__TASK INPUT__:
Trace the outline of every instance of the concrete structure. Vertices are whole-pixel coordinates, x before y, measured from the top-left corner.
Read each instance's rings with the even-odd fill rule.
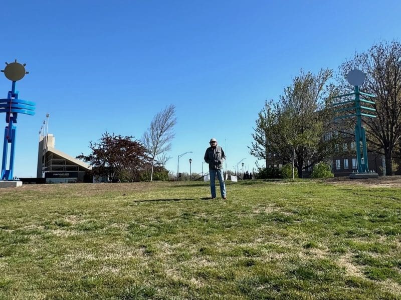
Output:
[[[41,136],[38,150],[36,176],[45,178],[46,183],[83,182],[92,167],[83,162],[56,149],[52,134]]]
[[[22,182],[20,180],[0,180],[0,188],[17,188],[22,186]]]

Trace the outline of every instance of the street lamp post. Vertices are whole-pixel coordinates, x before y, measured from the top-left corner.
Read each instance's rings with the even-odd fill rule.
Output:
[[[191,164],[192,163],[192,158],[189,158],[189,181],[191,181]]]
[[[177,158],[177,181],[178,181],[178,170],[179,170],[179,158],[184,156],[187,153],[192,153],[192,151],[188,151],[182,154],[180,154]]]
[[[245,160],[245,159],[246,159],[246,158],[242,158],[241,160],[240,160],[239,162],[238,162],[237,163],[237,175],[239,175],[239,174],[240,174],[240,170],[238,170],[238,165],[240,164],[240,162],[241,162],[244,160]]]

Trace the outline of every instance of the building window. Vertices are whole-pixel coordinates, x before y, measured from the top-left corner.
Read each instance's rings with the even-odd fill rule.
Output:
[[[327,164],[328,164],[330,166],[330,168],[331,169],[334,168],[333,166],[333,160],[327,160]]]
[[[348,158],[344,160],[344,170],[348,170],[349,166],[348,165]]]
[[[356,158],[352,158],[352,169],[357,169],[358,164],[356,163]]]
[[[341,168],[341,162],[340,160],[335,160],[335,170],[339,170]]]

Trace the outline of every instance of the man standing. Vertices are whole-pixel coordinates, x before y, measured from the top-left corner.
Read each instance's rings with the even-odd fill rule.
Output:
[[[227,199],[226,194],[226,185],[224,184],[224,178],[223,174],[223,161],[226,159],[226,154],[223,148],[217,144],[217,140],[214,138],[211,138],[210,147],[206,150],[205,154],[205,161],[209,164],[209,174],[210,174],[210,190],[212,192],[212,198],[216,198],[216,178],[220,182],[220,192],[222,198]]]

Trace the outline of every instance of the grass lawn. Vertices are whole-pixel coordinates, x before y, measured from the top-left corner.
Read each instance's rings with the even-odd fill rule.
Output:
[[[218,186],[218,194],[219,194]],[[401,299],[401,188],[0,189],[0,299]]]

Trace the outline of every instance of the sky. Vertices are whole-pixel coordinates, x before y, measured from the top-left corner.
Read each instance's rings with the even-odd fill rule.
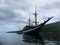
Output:
[[[48,23],[60,21],[60,0],[0,0],[0,31],[22,29],[34,20],[35,7],[40,23],[52,16]]]

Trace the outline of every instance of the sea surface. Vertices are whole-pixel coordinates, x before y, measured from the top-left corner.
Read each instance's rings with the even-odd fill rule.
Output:
[[[22,35],[20,34],[0,33],[0,45],[30,45],[29,43],[23,42],[22,40],[23,38]],[[58,44],[52,41],[45,40],[45,45],[58,45]]]

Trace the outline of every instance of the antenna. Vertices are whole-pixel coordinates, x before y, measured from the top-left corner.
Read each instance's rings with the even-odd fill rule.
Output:
[[[38,23],[37,22],[37,15],[38,14],[37,14],[37,6],[36,5],[35,5],[35,12],[33,13],[33,15],[35,15],[35,22],[34,23],[35,23],[35,25],[37,25],[37,23]]]

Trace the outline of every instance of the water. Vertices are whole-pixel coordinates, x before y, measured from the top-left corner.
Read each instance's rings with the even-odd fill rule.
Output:
[[[46,41],[45,41],[46,42]],[[0,45],[29,45],[22,41],[22,35],[15,33],[0,33]],[[57,45],[49,41],[45,45]]]

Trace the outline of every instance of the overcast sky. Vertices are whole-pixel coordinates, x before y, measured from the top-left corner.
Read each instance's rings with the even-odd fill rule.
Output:
[[[35,5],[40,23],[51,16],[49,23],[60,21],[60,0],[0,0],[0,31],[18,30],[29,17],[34,20]]]

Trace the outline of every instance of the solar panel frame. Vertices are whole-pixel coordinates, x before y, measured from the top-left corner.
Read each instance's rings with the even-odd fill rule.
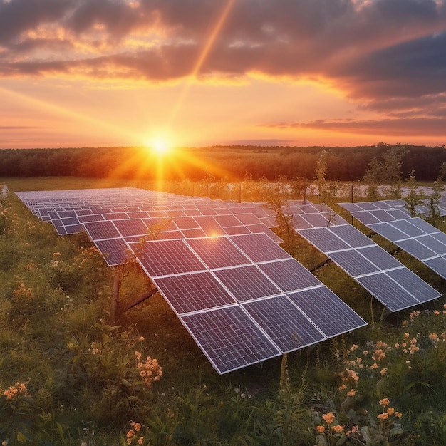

__TASK STATEMENT__: Copy the data from its beginning through the line that contains "[[[22,182],[20,180],[0,180],[0,188],[17,188],[22,186]]]", including that line, and leave out the pictures.

__FINISHED TASK__:
Trace the outline of every instance of the concrete structure. Vertices are whole-pixel coordinates, x before y, measured from the top-left corner.
Read each instance's rings with the even-odd fill rule.
Output:
[[[41,136],[38,150],[36,176],[45,178],[46,183],[83,182],[92,167],[83,162],[56,149],[52,134]]]
[[[22,182],[20,180],[0,180],[0,188],[17,188],[22,186]]]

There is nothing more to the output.